* **Text section**:
=== Section Start ===
Is the COVID Lab Leak Cover-Up on the Verge of Collapse?

One of the primary reasons why the lab leak theory is being so heavily disputed is because acknowledging it as true would force Congress to rein in the research industry.

April 1, 2023 | Source: The Defender | by Dr. Joseph Mercola

One of the primary reasons why the lab leak theory is being so heavily disputed is because acknowledging it as true would force Congress to rein in the research industry.

Story at a glance:

In January 2022, House Oversight Committee Republicans released a batch of emails sent to and from the National Institutes of Health (NIH). A Freedom of Information Act (FOIA) lawsuit brought by Jimmy Tobias at The Intercept also forced the release of unredacted NIH correspondence.

The emails reveal there was great concern among NIH leadership, as SARS-CoV-2 appeared to be a genetically engineered virus that somehow escaped from the Wuhan Institute of Virology (WIV) in China.

The emails show they were nervous about the possibility that they’d funded the creation of this virus, and that they were determined to suppress questions about its origin.

A group of scientists convened by Dr. Jeremy Farrar, director of the Wellcome Trust, published a paper in which they claimed the virus was decidedly not the result of intentional engineering. They did admit accidental creation in a lab could not be ruled out, but that natural evolution was the most likely scenario. Some of these same scientists had previously shared details indicative of genetic engineering in emails to Fauci.

The “Proximal Origin” paper, which was edited by Fauci and “debunked” the lab leak theory without any evidence, became the most-read published paper in history. More than 2,000 media outlets have cited it to support their propaganda.
=== Section End ===
(Image-grounded pointing data)
=== Section Start ===
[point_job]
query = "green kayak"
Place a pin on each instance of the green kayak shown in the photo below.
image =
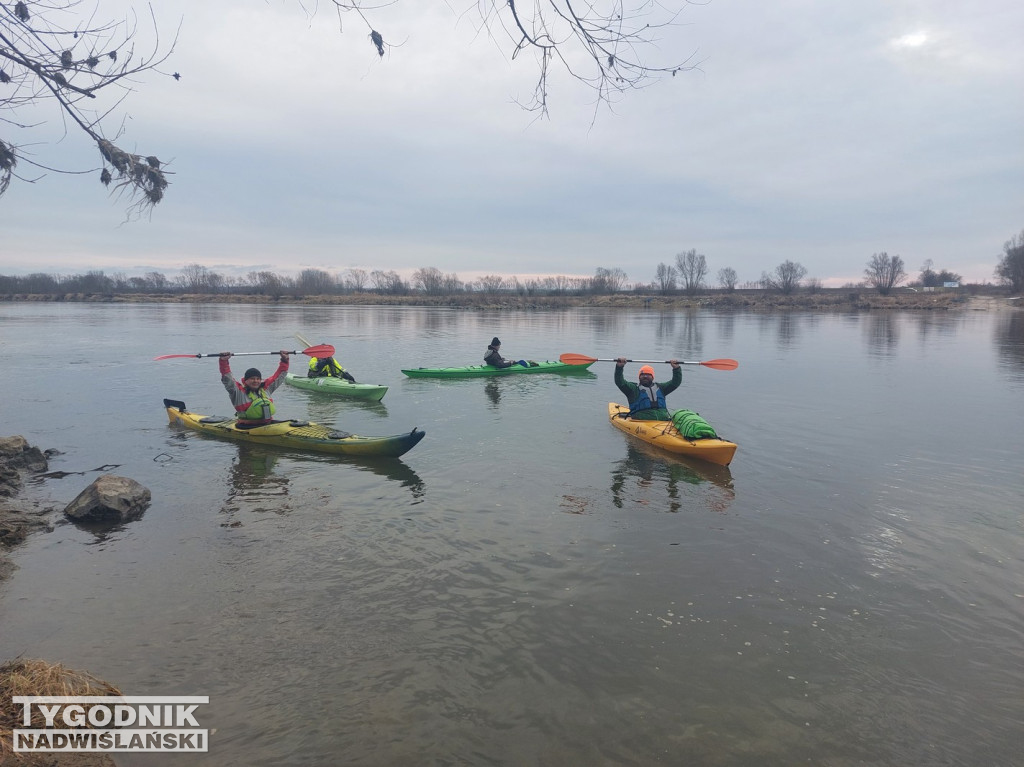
(295, 434)
(476, 371)
(338, 387)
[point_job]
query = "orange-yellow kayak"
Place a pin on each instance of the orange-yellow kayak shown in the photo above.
(663, 434)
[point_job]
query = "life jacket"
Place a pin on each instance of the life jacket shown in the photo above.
(644, 401)
(260, 408)
(327, 367)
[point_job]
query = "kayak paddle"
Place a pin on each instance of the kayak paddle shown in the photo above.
(569, 358)
(317, 351)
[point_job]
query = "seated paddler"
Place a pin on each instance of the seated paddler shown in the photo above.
(646, 397)
(251, 395)
(494, 356)
(328, 368)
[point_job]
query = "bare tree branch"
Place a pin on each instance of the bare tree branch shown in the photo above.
(48, 54)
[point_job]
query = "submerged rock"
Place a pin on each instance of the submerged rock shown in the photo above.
(110, 499)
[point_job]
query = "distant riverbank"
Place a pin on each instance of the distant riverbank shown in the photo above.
(823, 300)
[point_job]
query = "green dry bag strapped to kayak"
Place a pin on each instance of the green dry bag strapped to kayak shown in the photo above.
(691, 426)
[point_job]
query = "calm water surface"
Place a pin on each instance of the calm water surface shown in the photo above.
(527, 586)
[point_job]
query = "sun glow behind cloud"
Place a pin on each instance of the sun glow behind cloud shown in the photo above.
(911, 40)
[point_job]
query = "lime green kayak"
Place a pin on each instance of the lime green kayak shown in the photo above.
(337, 387)
(476, 371)
(295, 434)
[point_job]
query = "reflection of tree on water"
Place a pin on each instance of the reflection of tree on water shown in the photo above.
(650, 468)
(882, 333)
(1010, 341)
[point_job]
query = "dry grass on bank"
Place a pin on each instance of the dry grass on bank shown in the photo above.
(31, 677)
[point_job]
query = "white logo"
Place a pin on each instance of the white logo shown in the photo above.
(112, 723)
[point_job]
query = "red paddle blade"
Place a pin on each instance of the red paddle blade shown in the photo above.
(569, 358)
(721, 364)
(324, 349)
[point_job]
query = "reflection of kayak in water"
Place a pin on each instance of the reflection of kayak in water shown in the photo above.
(687, 482)
(643, 460)
(665, 435)
(476, 371)
(295, 434)
(338, 387)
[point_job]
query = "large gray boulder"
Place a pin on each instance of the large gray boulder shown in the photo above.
(110, 499)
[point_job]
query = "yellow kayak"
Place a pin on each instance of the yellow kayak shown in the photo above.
(663, 434)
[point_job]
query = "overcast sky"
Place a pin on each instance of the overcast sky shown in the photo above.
(820, 132)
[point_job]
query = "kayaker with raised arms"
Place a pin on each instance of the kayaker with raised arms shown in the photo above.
(251, 395)
(495, 359)
(647, 398)
(328, 368)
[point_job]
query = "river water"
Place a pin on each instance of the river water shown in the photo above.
(528, 586)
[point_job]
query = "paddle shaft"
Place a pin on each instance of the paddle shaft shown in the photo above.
(570, 358)
(317, 351)
(681, 361)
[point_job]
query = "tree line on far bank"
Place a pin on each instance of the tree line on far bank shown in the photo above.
(687, 275)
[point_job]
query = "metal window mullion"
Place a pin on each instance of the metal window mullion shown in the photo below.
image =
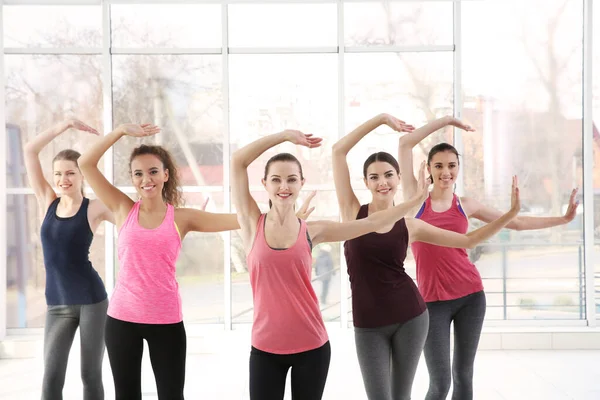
(588, 163)
(107, 120)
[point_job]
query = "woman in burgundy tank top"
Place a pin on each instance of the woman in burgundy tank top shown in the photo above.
(288, 329)
(390, 317)
(448, 280)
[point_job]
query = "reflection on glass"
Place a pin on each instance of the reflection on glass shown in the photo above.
(270, 93)
(35, 103)
(52, 26)
(166, 25)
(182, 95)
(296, 25)
(381, 23)
(25, 273)
(414, 87)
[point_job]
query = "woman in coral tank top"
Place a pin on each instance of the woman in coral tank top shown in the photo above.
(288, 329)
(448, 280)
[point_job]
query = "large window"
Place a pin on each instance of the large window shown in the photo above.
(527, 113)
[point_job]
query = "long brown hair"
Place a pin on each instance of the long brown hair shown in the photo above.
(171, 192)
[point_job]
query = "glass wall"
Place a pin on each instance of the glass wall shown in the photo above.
(215, 88)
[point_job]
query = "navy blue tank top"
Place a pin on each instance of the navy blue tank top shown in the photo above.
(70, 277)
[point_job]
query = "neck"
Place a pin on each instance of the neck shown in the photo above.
(438, 193)
(68, 200)
(281, 214)
(381, 204)
(153, 205)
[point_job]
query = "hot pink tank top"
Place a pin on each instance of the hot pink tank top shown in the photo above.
(287, 318)
(445, 273)
(146, 290)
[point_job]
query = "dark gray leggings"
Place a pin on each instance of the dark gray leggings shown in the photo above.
(388, 357)
(467, 313)
(61, 324)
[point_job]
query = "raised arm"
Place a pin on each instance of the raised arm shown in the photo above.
(328, 231)
(420, 231)
(115, 200)
(407, 142)
(521, 223)
(42, 189)
(246, 207)
(347, 200)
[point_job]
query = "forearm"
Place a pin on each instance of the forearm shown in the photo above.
(489, 230)
(415, 137)
(41, 140)
(345, 144)
(531, 223)
(90, 158)
(247, 154)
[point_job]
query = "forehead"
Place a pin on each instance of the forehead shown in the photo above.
(284, 168)
(444, 156)
(380, 167)
(146, 161)
(64, 165)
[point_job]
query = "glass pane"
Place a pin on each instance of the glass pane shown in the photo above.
(166, 25)
(400, 23)
(25, 273)
(182, 95)
(414, 87)
(596, 119)
(325, 280)
(35, 103)
(52, 26)
(528, 121)
(254, 25)
(269, 93)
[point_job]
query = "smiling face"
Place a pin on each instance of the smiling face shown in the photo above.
(382, 180)
(283, 182)
(148, 175)
(444, 168)
(67, 177)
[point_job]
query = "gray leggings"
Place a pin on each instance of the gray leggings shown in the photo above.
(467, 313)
(389, 356)
(61, 324)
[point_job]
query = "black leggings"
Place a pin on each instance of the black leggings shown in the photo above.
(309, 373)
(467, 313)
(167, 347)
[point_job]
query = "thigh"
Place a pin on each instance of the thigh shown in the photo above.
(91, 330)
(267, 375)
(125, 347)
(374, 351)
(309, 373)
(468, 322)
(407, 346)
(167, 345)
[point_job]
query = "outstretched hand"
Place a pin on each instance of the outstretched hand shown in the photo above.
(302, 139)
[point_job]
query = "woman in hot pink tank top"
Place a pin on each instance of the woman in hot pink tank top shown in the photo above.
(146, 304)
(448, 280)
(288, 329)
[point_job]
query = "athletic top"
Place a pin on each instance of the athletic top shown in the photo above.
(147, 290)
(382, 292)
(445, 273)
(287, 318)
(70, 277)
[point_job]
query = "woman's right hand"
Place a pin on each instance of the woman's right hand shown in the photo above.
(302, 139)
(137, 130)
(515, 198)
(80, 126)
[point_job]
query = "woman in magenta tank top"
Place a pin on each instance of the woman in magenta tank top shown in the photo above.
(390, 317)
(288, 329)
(449, 282)
(146, 304)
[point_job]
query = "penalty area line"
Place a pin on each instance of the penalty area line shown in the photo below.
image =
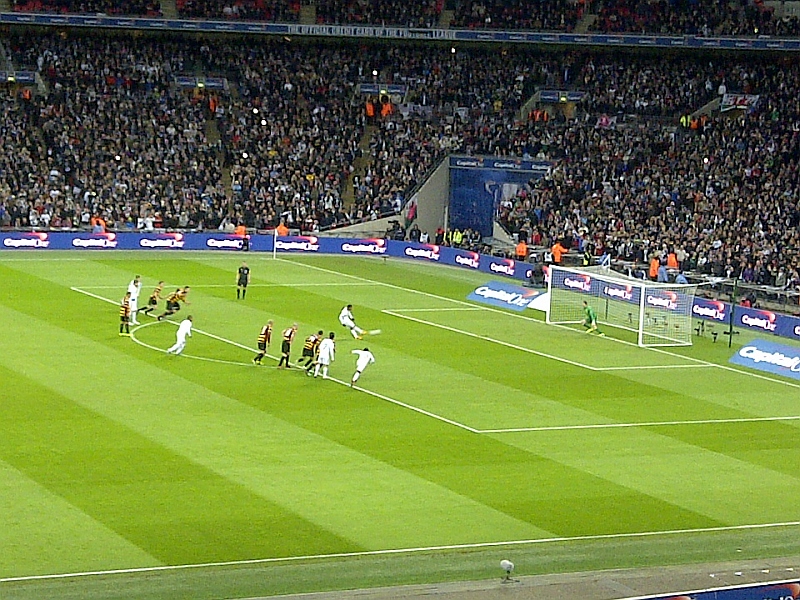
(401, 551)
(231, 285)
(377, 395)
(490, 339)
(645, 424)
(540, 322)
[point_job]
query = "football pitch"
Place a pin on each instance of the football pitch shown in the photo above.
(479, 434)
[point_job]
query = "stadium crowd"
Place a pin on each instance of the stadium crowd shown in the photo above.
(115, 139)
(672, 17)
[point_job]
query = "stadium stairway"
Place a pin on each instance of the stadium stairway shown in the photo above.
(585, 24)
(213, 137)
(359, 166)
(169, 9)
(445, 18)
(308, 14)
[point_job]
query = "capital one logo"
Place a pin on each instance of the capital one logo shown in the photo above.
(164, 240)
(97, 240)
(372, 246)
(767, 321)
(225, 243)
(472, 260)
(28, 240)
(582, 283)
(668, 300)
(625, 293)
(300, 243)
(505, 268)
(426, 252)
(710, 310)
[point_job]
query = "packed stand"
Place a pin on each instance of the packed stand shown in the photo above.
(292, 136)
(139, 8)
(536, 15)
(695, 17)
(276, 11)
(722, 198)
(417, 14)
(114, 139)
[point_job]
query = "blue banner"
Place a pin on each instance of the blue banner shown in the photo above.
(176, 241)
(376, 32)
(711, 310)
(766, 321)
(770, 357)
(504, 295)
(789, 590)
(478, 185)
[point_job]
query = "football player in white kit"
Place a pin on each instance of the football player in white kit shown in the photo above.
(347, 320)
(327, 351)
(184, 331)
(365, 358)
(134, 288)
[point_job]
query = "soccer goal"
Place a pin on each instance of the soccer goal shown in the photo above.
(660, 314)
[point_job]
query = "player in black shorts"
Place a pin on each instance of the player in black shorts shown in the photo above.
(174, 302)
(310, 348)
(286, 345)
(152, 301)
(242, 279)
(264, 338)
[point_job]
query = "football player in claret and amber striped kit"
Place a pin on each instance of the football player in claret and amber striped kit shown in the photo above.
(125, 315)
(152, 301)
(174, 302)
(264, 339)
(286, 345)
(310, 346)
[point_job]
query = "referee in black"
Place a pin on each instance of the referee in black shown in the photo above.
(242, 279)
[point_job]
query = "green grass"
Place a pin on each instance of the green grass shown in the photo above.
(462, 448)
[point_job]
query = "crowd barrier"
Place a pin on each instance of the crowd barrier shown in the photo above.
(761, 321)
(177, 241)
(400, 33)
(782, 590)
(753, 319)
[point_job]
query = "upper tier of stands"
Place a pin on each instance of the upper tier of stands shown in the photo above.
(114, 136)
(674, 17)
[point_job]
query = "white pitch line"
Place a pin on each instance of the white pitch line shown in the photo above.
(432, 309)
(339, 381)
(645, 424)
(489, 339)
(539, 322)
(225, 285)
(183, 354)
(648, 367)
(398, 551)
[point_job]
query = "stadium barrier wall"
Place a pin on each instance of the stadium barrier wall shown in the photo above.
(178, 241)
(400, 33)
(753, 319)
(761, 321)
(782, 590)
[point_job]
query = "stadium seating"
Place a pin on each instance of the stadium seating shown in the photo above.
(114, 137)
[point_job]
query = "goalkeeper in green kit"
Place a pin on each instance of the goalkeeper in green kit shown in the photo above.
(590, 322)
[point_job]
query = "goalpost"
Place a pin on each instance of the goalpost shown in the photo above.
(659, 313)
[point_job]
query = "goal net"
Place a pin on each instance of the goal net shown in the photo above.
(659, 313)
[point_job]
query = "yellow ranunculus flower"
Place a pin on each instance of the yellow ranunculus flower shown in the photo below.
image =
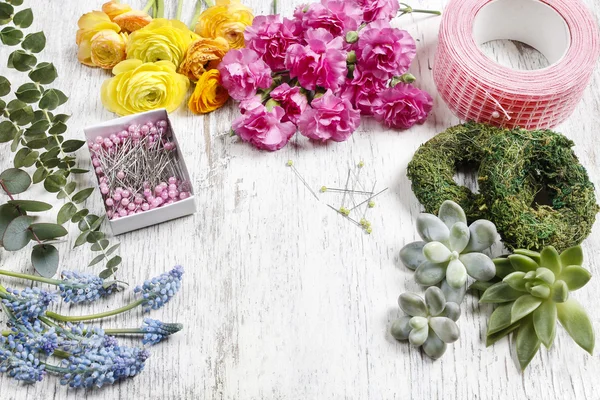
(108, 48)
(228, 19)
(133, 20)
(202, 55)
(139, 86)
(89, 25)
(113, 8)
(209, 94)
(161, 39)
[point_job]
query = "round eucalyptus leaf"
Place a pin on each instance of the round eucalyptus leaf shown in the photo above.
(44, 258)
(17, 235)
(15, 180)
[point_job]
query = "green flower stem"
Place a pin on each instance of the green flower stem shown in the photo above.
(55, 282)
(76, 318)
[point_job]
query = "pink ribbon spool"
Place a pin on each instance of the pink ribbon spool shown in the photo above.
(478, 89)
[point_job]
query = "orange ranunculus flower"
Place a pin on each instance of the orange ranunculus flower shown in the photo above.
(108, 48)
(112, 9)
(133, 20)
(228, 19)
(89, 25)
(209, 94)
(202, 55)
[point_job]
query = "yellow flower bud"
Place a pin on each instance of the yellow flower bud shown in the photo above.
(139, 86)
(228, 19)
(202, 55)
(112, 9)
(209, 94)
(89, 25)
(108, 48)
(133, 20)
(161, 39)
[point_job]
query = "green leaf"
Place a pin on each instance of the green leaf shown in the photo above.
(55, 182)
(70, 146)
(44, 258)
(522, 263)
(500, 293)
(34, 42)
(43, 73)
(4, 86)
(6, 11)
(21, 60)
(544, 322)
(23, 18)
(524, 306)
(46, 231)
(82, 195)
(8, 130)
(7, 214)
(31, 205)
(575, 277)
(575, 320)
(15, 180)
(527, 343)
(17, 233)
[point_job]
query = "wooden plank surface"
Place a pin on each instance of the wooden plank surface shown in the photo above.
(282, 298)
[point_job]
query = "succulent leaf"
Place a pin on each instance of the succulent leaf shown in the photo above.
(411, 255)
(501, 292)
(401, 328)
(575, 320)
(524, 306)
(456, 274)
(429, 274)
(436, 252)
(435, 300)
(431, 228)
(522, 263)
(445, 328)
(483, 235)
(527, 343)
(572, 256)
(479, 266)
(451, 213)
(544, 322)
(412, 304)
(551, 259)
(434, 347)
(459, 236)
(575, 277)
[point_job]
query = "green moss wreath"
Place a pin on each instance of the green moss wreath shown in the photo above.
(513, 165)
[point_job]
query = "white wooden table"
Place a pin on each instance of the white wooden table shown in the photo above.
(282, 298)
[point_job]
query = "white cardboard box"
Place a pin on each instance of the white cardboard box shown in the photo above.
(157, 215)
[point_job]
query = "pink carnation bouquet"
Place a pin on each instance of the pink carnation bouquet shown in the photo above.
(320, 71)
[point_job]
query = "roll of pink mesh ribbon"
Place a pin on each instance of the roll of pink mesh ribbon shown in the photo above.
(478, 89)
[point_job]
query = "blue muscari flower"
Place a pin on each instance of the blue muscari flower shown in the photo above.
(155, 331)
(28, 304)
(77, 287)
(19, 358)
(102, 365)
(158, 291)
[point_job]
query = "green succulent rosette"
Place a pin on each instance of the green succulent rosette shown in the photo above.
(533, 295)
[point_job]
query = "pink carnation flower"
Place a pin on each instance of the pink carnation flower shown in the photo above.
=== Section End ===
* **Assigned task 1**:
Reproduce the COVID lab leak article starting with "The emails reveal" and going on through "(WIV) in China.", swapping "great concern" for "serious concern".
* **Assigned task 2**:
Name every person identified by name in the COVID lab leak article.
* **Assigned task 3**:
According to the COVID lab leak article, how many media outlets have cited the "Proximal Origin" paper?

* **Your response 1**:
The emails reveal there was serious concern among NIH leadership, as SARS-CoV-2 appeared to be a genetically engineered virus that somehow escaped from the Wuhan Institute of Virology (WIV) in China.

* **Your response 2**:
Dr. Joseph Mercola, Jimmy Tobias, Dr. Jeremy Farrar, Fauci

* **Your response 3**:
More than 2,000